**SUPPLIED RECORDS:**
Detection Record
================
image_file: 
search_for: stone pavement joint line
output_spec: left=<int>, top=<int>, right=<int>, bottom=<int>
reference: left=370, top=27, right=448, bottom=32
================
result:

**WRITTEN INSTRUCTION:** Report every line above that contains the word "right".

**FULL SOLUTION:**
output_spec: left=<int>, top=<int>, right=<int>, bottom=<int>
reference: left=370, top=27, right=448, bottom=32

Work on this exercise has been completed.